- **Vorliegender Text**
Funktionelle Neurochirurgie
Im Bereich der funktionellen Neurochirurgie liegen unsere Schwerpunkte auf der Epilepsiechirurgie sowie der Neuromodulation.
Epilepsiechirurgie
Die zwingende Voraussetzung für ein erfolgreich funktionierendes epilepsiechirurgisches universitäres Zentrum ist die intensive interdisziplinäre Kooperation von Expertinnen und Experten der Bereiche Neurologie, Neurochirurgie und Neuroradiologie, wie sie am Standort Neuromed Campus des Kepler Universitätsklinikums möglich ist.
Bei etwa 65 % der Epilepsiepatienten kann durch antiepileptische Therapie anhaltende Anfallsfreiheit erreicht werden, bei den übrigen 35 % entwickelt sich eine therapieresistente bzw. schwer behandelbare Epilepsie. Grundsätzlich leiden ca. 2/3 der Patientinnen und Patienten an fokalen Epilepsien und 1/3 an generalisierten Epilepsien. 60 % der Patientinnen und Patienten mit einer fokalen Epilepsie leiden wiederum an einer Temporallappenepilepsie, die somit die häufigste Epilepsieform darstellt. Bei ca. 40 bis 50 % der Patientinnen und Patienten mit fokalen Epilepsien gelingt mit einer medikamentösen Therapie keine befriedigende Anfallskontrolle. Falls bei diesen Patientinnen und Patienten im Rahmen der präoperativen Epilepsiediagnostik die Lokalisation derjenigen Hirnregion gelingt, von der die Anfälle ihren Ausgang nehmen, kann durch einen resektiven epilepsiechirurgischen Eingriff in vielen Fällen Anfallsfreiheit erreicht werden.

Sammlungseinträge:
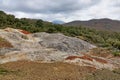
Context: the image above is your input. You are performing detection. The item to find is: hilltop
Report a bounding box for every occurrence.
[64,18,120,32]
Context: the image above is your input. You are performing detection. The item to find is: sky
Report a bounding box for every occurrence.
[0,0,120,22]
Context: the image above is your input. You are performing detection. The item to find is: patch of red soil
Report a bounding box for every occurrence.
[66,56,93,61]
[92,57,108,64]
[19,30,30,34]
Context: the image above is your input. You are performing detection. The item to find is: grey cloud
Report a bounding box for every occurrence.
[0,0,100,13]
[0,0,120,22]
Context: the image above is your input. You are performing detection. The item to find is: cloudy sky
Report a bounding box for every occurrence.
[0,0,120,22]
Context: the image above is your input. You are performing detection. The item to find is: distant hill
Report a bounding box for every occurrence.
[64,18,120,32]
[52,20,65,24]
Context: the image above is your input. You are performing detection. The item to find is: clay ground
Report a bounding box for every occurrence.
[0,61,94,80]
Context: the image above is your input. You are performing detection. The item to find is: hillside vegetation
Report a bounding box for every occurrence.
[0,11,120,55]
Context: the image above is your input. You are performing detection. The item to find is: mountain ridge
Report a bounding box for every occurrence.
[64,18,120,32]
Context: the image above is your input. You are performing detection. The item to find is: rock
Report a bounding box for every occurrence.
[0,28,119,70]
[33,33,96,53]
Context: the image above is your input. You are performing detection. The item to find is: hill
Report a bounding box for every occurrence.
[64,18,120,32]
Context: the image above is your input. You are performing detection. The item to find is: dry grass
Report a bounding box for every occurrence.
[0,61,94,80]
[0,37,13,48]
[85,69,120,80]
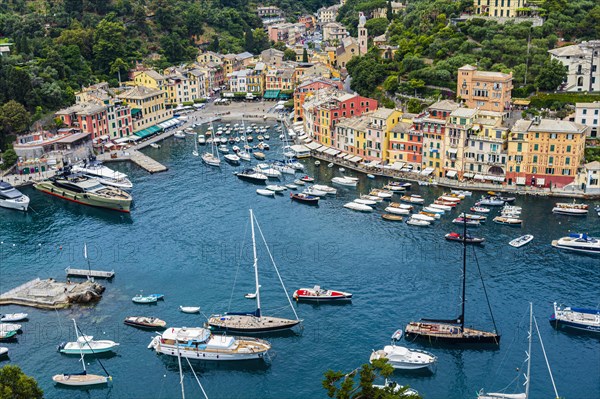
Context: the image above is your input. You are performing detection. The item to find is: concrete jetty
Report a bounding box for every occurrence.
[0,278,105,309]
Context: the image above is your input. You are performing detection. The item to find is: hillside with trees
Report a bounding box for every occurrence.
[338,0,600,108]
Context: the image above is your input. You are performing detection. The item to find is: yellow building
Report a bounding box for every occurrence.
[118,86,173,133]
[473,0,525,17]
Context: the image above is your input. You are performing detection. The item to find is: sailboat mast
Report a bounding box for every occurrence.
[525,302,533,399]
[460,216,467,331]
[250,209,260,318]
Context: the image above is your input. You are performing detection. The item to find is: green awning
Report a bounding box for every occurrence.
[263,90,281,100]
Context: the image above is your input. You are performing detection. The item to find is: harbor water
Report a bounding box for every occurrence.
[0,127,600,399]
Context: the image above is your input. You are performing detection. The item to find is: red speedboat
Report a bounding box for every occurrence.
[294,285,352,301]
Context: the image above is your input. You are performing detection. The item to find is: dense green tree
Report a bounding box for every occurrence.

- **Aufgaben**
1. Geben Sie aus dem Text zur funktionellen Neurochirurgie den Abschnitt wortgetreu wieder, der mit den Worten "Funktionelle Neurochirurgie" beginnt und mit den Worten "sowie der Neuromodulation." endet.
2. Schreiben Sie den Text zur funktionellen Neurochirurgie im Anschluss an seinen letzten Satz weiter.
Die Datensätze stammen aus einer anderen Quelle.

- **Ihre Antworten**
1.
Funktionelle Neurochirurgie
Im Bereich der funktionellen Neurochirurgie liegen unsere Schwerpunkte auf der Epilepsiechirurgie sowie der Neuromodulation.

2.
Diese präoperative Fokuslokalisation erfolgt am Kepler Universitätsklinikum an einer hochspezialisierten Epilepsy Monitoring Unit [EMU] und ist Kernkompetenz der Klinik für Neurologie. Zur Fokuslokalisation kann in Ergänzung zur routinemäßigen elektrophysiologischen Diagnostik die Implantation von Subdural- und Tiefenelektroden durch die Universitätsklinik für Neurochirurgie erforderlich sein. Neben der Hippocampussklerose, welche in über 35 % der Fälle das morphologische Substrat des epileptogenen Fokus darstellt, kommen gutartige hirneigene Tumore, fokale cortikale Dysplasien, Glianarben und Cavernome als Ursachen der fokalen Epilepsie in Betracht.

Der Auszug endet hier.